The Minimal Imperative Language XIM
We can regard an XIM program as an abstract syntax tree representation of a program written in a high-level concrete imperative language with variables of type float, expressions involving arithmetic operators, the usual Boolean expressions, an assignment statement, one conditional construct (if-then-else), and one iteration construct (while). The formal syntax of XIM is specified using an XML Schema (available electronically; see "Resource Center," page 5). XIM constructs are straightforward. Every statement element in XIM has a @seq attribute, which acts like the symbolic address of the element. The @next attribute gives the address of the next instruction to be executed. In <while> and <if> constructs, attributes @true_next (@false_next) determine control flow when the condition is true (false). The values of these attributes are automatically generated, using XSLT, before execution starts. Listing One is an XIM program that computes 5!, demonstrating the use of assignment and while constructs. Listing Two is the same program in pseudocode.
################
**Written instruction 1:** Summarize the XIM page in two sentences.
################
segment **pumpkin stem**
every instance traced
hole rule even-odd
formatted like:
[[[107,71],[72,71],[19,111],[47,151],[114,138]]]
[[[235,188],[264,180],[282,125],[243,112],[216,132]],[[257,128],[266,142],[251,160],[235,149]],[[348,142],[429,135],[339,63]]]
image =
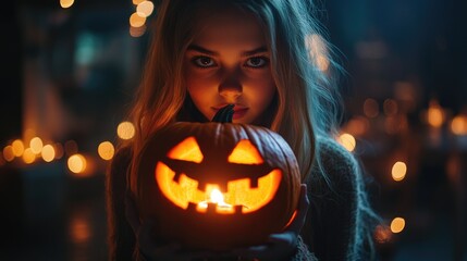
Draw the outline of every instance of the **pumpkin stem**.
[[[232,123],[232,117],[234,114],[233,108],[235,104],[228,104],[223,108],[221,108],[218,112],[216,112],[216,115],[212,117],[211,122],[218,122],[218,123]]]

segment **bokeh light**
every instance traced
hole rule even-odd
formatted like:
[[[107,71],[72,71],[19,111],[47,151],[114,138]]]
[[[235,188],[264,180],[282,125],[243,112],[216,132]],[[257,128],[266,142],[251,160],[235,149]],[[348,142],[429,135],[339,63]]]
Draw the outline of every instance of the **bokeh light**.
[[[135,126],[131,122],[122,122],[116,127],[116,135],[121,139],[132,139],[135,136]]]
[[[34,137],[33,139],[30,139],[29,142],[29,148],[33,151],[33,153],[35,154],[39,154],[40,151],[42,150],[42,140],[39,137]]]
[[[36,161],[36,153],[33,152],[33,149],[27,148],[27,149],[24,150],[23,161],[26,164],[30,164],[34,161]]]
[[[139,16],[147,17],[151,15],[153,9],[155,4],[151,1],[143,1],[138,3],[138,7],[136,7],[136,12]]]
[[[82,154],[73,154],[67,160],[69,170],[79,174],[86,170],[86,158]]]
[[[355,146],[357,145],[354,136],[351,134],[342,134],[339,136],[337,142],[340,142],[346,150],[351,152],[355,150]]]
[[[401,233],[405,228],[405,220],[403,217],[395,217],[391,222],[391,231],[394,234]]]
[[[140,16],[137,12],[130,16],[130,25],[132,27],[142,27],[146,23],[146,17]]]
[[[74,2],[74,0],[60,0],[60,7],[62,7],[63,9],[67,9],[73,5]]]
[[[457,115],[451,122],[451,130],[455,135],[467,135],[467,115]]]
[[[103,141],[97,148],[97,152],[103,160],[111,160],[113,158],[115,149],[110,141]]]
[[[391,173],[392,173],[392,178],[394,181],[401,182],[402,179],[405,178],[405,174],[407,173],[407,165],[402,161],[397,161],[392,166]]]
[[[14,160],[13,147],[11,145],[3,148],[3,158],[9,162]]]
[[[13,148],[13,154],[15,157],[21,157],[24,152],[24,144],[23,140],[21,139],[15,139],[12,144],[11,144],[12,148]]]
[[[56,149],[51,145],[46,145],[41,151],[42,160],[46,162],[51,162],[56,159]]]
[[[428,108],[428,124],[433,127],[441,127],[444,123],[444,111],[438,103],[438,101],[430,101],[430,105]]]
################
**Written instruction 2:** Select every line of the rows that contains the string "outline".

**Task answer 1:** An XIM program can be regarded as an abstract syntax tree of a program in a high-level imperative language with float variables, arithmetic and Boolean expressions, assignment, if-then-else, and while, and its formal syntax is specified with an XML Schema. Every statement has a @seq attribute that acts as its symbolic address, while @next, @true_next, and @false_next determine control flow and are generated automatically with XSLT before execution starts.

**Task answer 2:**
Draw the outline of every instance of the **pumpkin stem**.
Draw the outline of every instance of the **bokeh light**.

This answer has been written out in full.